AIM OF THE EXERCISE:
Scan each line of the records for the word "pavement" and extract the ones that have it.
::: DATASET CONTENT :::
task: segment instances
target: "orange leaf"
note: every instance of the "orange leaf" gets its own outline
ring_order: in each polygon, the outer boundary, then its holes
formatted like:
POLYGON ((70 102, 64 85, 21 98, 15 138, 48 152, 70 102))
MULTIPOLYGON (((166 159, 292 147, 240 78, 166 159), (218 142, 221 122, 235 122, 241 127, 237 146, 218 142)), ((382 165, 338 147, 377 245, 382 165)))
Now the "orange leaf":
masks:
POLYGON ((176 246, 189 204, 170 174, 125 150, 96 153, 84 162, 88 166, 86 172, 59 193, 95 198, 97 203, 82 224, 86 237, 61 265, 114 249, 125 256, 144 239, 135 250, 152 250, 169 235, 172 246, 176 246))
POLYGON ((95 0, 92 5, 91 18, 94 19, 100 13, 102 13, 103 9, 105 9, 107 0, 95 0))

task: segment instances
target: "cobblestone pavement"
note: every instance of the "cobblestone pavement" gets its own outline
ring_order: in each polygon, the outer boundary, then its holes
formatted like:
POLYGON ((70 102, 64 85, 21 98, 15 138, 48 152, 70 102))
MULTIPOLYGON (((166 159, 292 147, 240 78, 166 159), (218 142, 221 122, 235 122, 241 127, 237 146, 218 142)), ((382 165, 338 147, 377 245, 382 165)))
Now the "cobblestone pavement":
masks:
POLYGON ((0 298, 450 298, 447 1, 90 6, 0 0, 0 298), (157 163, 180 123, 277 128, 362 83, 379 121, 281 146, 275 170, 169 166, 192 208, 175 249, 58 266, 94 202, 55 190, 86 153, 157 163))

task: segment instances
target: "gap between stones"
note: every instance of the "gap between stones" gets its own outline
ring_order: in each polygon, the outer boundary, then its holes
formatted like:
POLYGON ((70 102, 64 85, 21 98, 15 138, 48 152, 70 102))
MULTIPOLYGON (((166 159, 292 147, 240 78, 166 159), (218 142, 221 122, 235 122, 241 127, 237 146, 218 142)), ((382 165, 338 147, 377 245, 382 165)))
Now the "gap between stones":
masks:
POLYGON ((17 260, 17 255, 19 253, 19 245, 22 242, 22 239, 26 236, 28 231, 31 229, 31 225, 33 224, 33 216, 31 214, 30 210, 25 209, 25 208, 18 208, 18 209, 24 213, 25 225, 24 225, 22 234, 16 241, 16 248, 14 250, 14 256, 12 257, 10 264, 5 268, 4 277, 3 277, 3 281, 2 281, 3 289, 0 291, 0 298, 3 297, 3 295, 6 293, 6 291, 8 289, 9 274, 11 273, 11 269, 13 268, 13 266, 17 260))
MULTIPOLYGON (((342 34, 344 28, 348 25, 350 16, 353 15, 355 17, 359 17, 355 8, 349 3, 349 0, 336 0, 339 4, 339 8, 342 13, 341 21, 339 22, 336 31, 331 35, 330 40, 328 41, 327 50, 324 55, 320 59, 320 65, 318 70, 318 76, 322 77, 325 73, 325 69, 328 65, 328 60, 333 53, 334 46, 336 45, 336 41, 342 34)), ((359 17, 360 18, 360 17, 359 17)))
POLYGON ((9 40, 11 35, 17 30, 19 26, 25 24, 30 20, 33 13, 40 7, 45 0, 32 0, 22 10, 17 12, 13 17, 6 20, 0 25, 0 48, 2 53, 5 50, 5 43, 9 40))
:::
SOLUTION FOR THIS EXERCISE:
target: "cobblestone pavement"
note: every instance of the "cobblestone pavement" gets its own outline
Now the "cobblestone pavement":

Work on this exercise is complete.